### Extracted text
The Center’s Campus is expected to better serve an estimated 6,000 youth experiencing homelessness—of which 40% in LA County identify as LGBTQ. And on the other end of the age spectrum, while Gov. Jerry Brown signed a “bill of rights” for LGBT seniors in long-term care, many seniors still face the indignity of possibly having to go back in the closet if they move into a homophobic low-income complex.
While the Center cannot serve all LGBT youth and seniors in need, its new Campus is at least offering some respite from the cold reality of the Trump era. Additionally, when the new facility is completed, the Center intends to officially move its administrative headquarters to the new complex, turning the McDonald/Wright Building into a health and medical center. Over all, the Center expects to serve about 65,000 LGBT people in LA County.
The timing is ironic. The new modern complex is due to open on the Center’s 50th anniversary—and it’s providing services and fighting now as it did then.
The Gay Community Services Center (GCSC) was founded in 1969 by Don Kilhefner and Morris Kight and other lesbian and gay activists, some of whom were also part of the LA Chapter of the Gay Liberation Front (GLF). They rented a rambling Victorian building on Wilshire Boulevard where they espoused a post-Stonewall resistance movement and provided legal help for anti-Vietnam War protesters. They also provided peer rap groups, and testing and shots at the STD clinic.

### How to complete this task
Answer these questions from the text on the Center's new campus:
(a) What share of youth experiencing homelessness in LA County identify as LGBTQ?
(b) About how many LGBT people in LA County does the Center expect to serve overall?
(c) On what street was the Victorian building the founders rented?
The data placed after this text plays no part in it.

### Entries provided
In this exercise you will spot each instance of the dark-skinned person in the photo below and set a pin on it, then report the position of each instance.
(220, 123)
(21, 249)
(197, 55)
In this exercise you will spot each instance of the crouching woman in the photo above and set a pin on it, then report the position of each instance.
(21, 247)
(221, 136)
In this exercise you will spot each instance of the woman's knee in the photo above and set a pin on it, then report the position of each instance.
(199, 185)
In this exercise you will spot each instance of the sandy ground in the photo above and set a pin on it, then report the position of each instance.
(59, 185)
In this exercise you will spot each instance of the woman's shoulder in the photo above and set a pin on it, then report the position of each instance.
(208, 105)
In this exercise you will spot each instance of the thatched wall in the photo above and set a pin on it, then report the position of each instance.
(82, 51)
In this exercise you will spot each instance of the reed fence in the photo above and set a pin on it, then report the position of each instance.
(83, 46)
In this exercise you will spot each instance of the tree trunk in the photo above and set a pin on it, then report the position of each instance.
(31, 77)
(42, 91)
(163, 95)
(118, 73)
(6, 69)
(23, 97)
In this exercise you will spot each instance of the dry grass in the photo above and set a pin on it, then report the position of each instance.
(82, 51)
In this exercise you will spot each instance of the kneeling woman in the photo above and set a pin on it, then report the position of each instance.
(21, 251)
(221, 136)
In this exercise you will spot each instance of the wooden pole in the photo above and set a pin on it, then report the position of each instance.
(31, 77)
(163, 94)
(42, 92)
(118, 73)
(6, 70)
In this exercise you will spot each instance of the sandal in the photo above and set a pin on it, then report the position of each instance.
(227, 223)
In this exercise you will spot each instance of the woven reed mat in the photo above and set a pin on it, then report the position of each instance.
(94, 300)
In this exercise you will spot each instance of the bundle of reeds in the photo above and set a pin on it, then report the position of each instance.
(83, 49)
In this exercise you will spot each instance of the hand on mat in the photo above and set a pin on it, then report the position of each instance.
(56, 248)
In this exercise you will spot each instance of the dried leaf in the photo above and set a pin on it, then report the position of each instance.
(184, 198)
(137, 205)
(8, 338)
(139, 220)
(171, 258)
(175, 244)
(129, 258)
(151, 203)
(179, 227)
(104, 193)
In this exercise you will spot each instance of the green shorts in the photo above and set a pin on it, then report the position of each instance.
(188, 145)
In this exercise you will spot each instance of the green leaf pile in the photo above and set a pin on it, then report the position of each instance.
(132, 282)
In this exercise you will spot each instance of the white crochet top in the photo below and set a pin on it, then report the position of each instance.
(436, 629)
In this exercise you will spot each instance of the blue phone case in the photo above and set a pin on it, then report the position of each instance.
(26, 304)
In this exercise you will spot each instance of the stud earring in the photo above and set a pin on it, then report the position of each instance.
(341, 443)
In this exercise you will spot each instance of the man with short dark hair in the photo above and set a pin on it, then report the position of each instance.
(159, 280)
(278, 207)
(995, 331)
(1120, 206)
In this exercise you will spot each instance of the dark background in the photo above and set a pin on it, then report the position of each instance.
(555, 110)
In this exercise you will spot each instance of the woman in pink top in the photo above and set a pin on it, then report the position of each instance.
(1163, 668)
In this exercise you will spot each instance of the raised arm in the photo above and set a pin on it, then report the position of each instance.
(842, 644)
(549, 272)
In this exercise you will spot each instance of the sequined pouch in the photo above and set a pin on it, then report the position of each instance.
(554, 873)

### Answer to this problem
(a) 40%
(b) About 65,000
(c) Wilshire Boulevard